- _DATA TO PROCESS_:
----------

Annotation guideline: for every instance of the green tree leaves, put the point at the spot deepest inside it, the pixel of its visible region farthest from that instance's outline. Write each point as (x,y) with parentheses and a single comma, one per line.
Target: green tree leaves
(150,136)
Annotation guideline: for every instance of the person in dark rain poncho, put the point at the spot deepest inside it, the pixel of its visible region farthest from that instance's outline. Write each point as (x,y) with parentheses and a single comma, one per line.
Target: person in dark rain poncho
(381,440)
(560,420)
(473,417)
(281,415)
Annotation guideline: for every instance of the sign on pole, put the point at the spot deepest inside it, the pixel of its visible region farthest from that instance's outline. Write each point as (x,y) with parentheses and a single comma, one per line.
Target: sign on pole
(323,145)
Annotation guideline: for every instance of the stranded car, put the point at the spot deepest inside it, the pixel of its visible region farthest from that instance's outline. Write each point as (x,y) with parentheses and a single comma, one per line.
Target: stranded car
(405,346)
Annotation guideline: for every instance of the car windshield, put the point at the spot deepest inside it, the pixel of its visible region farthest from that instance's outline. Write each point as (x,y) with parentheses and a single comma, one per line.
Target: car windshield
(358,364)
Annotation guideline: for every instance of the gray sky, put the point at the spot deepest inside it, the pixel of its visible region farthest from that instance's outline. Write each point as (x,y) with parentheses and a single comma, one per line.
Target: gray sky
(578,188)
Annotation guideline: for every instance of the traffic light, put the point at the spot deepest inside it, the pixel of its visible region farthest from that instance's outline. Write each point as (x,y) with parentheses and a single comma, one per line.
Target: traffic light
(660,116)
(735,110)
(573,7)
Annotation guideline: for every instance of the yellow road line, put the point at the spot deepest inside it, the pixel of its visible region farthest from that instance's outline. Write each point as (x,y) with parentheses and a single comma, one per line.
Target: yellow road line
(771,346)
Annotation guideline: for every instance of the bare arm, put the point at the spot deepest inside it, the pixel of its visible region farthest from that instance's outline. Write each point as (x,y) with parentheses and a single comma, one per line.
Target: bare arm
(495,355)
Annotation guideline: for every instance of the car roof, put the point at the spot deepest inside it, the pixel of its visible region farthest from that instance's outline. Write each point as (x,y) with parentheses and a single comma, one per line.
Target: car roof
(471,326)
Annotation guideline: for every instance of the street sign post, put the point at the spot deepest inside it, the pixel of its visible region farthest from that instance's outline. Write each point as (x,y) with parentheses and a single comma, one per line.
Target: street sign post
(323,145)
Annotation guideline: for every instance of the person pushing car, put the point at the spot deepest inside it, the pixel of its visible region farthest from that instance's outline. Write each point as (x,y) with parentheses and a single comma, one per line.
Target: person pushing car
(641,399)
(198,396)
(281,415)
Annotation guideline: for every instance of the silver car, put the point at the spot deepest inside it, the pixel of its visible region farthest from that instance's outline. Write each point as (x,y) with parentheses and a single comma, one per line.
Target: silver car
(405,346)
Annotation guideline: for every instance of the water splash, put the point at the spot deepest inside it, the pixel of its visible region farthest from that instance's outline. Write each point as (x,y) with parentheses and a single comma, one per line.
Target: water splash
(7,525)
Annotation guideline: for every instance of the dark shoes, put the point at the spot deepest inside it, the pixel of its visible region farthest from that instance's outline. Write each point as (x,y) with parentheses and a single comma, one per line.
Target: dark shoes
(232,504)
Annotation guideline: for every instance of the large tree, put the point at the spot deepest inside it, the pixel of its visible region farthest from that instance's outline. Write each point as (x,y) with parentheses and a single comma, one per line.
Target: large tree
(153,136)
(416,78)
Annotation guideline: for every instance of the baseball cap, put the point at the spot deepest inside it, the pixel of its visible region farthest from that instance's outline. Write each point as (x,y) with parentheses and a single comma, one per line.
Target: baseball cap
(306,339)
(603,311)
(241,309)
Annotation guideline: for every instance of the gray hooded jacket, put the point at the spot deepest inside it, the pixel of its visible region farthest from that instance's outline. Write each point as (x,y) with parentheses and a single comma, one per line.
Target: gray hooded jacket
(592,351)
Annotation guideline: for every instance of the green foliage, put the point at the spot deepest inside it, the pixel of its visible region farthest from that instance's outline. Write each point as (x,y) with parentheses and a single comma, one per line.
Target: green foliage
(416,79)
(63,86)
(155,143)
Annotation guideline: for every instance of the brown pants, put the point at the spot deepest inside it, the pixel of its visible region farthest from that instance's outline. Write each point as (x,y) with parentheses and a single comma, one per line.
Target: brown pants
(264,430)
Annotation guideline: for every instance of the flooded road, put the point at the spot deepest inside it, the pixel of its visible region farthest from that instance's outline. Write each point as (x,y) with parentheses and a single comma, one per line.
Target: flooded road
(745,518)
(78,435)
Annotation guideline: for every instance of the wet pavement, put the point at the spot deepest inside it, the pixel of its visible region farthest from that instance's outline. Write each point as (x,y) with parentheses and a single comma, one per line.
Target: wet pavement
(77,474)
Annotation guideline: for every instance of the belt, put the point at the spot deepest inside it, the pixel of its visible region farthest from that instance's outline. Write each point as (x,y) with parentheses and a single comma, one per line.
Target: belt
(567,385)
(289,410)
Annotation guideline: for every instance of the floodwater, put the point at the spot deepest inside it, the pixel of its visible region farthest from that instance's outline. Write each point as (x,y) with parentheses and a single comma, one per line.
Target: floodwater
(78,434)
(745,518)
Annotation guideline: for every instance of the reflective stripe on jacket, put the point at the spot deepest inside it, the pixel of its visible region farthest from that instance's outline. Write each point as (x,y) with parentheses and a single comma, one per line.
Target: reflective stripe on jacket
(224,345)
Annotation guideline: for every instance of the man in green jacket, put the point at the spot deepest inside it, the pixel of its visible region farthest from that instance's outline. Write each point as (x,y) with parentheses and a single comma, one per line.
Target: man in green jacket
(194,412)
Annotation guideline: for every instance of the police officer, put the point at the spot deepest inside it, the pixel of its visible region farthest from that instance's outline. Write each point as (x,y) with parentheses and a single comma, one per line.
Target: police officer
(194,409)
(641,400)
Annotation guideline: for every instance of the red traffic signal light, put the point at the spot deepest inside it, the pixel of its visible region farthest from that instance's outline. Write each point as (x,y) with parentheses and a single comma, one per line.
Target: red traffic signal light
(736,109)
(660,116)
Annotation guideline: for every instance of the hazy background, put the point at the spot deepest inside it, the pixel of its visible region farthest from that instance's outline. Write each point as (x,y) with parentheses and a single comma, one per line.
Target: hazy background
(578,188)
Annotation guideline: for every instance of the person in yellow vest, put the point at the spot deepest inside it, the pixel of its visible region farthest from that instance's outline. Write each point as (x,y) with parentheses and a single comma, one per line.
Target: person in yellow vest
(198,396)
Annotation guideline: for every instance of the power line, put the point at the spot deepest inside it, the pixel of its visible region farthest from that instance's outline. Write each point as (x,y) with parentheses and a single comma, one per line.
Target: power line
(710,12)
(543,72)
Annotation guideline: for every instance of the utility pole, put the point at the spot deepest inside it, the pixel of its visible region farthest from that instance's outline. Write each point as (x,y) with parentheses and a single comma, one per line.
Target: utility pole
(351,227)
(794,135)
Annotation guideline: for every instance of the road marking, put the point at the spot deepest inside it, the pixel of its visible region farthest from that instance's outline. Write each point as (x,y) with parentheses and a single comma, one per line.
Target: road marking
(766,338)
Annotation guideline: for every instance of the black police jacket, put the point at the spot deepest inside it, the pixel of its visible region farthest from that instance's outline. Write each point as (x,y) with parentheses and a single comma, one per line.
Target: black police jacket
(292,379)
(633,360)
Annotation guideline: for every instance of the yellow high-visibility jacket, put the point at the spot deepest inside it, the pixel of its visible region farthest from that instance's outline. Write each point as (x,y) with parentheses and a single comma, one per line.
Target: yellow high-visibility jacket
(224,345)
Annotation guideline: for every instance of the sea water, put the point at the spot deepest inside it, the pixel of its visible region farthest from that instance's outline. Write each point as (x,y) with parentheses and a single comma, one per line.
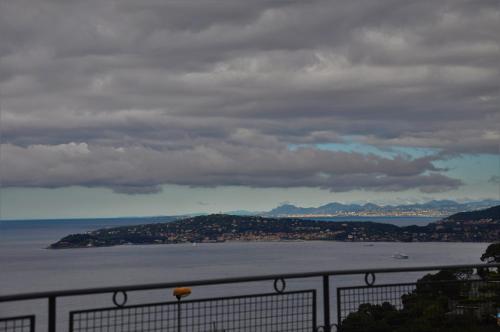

----------

- _TASK INSTRUCTIONS_: The stretch of entries above that starts with the line containing "Target: person in yellow vest" and goes on through the line containing "the yellow high-visibility" is to be transcribed exactly, and no other line is to be transcribed.

- _SOLUTION FOR THIS PROBLEM_:
Target: person in yellow vest
(198,396)
Annotation guideline: for every instance of the power line, put the point at the spot deepest inside it, the pixel of its visible region farthest from that instance's outline. Write each point as (x,y) with parentheses and a single comma, one per line.
Target: power line
(710,12)
(543,72)
Annotation guideline: for every instance of the utility pole, put the point at the spot deepest inside it, the pixel of its visible region farthest from that instance's outline. Write each point as (x,y) with parentheses and a single comma, one per line.
Target: utility pole
(351,227)
(794,135)
Annotation guideline: for every instance of the road marking, put the point at the spot deepest inside it, the pixel of its visible region farthest from that instance's outline. Write each point as (x,y) with parentheses and a single comma, one per line.
Target: road marking
(766,338)
Annotation guideline: for every instance of the black police jacket, put the point at the spot deepest inside it, the pixel of its visible region farthest from that instance's outline. Write each point as (x,y) with parentheses and a single comma, one per line.
Target: black police jacket
(292,379)
(633,360)
Annotation guideline: for every instance of the yellow high-visibility jacket, put the point at the spot deepest inside it, the pixel of its visible region farthest from that instance's outline. Write each point as (x,y) with parentheses and a single comma, one per line.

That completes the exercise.